Document segment:
+--

In fact, each processor can be started (and stopped) individually from every other one. The component status bar is showing us, via the red square icon, that we have a single processor in a stopped mode. It also shows us we have another processor that is invalid (the yellow triangle).

This status bar details the status of the whole canvas which only contains the two processors we have added so far. You can see these status indicators on the processors themselves.

Begin processing

Let's start the initial InvokeHTTP processor whose job it is to go to the configured URL and retrieve the zip file we are expecting. Right click on the processor and choose Run Once on the context menu that surfaces.

Identify FlowFiles

In a short period of time, you will notice that the InvokeHTTP processor is reporting in the processor's Out metric that it has emitted 1 FlowFile of 2.14 MB in size. That same FlowFile is now in the queue that backs the connection named Response leaving this processor.

It is queued because the connection is going to a processor that is not running yet.

+--

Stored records
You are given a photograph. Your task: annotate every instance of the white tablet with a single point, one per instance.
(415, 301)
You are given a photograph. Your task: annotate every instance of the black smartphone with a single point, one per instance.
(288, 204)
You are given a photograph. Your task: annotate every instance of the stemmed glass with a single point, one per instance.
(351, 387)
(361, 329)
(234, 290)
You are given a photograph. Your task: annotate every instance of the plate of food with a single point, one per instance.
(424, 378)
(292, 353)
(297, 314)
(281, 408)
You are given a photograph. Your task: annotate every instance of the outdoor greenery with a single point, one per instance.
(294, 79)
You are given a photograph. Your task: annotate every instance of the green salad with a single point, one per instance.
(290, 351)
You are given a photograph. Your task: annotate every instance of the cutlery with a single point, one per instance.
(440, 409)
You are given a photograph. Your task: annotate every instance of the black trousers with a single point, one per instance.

+--

Challenges:
a – Translate this sentence from the text about starting the InvokeHTTP processor into Spanish: "It is queued because the connection is going to a processor that is not running yet."
b – Format the records from the line with "greenery with a single point, one per instance." through the end of the records as a Markdown table with the columns n and Line. Number each row and leave out blank lines.

Expected answers:
a – Está en cola porque la conexión va hacia un procesador que todavía no se está ejecutando.

b –
| n | Line |
|---|---|
| 1 | You are given a photograph. Your task: annotate every instance of the outdoor greenery with a single point, one per instance. |
| 2 | (294, 79) |
| 3 | You are given a photograph. Your task: annotate every instance of the green salad with a single point, one per instance. |
| 4 | (290, 351) |
| 5 | You are given a photograph. Your task: annotate every instance of the cutlery with a single point, one per instance. |
| 6 | (440, 409) |
| 7 | You are given a photograph. Your task: annotate every instance of the black trousers with a single point, one per instance. |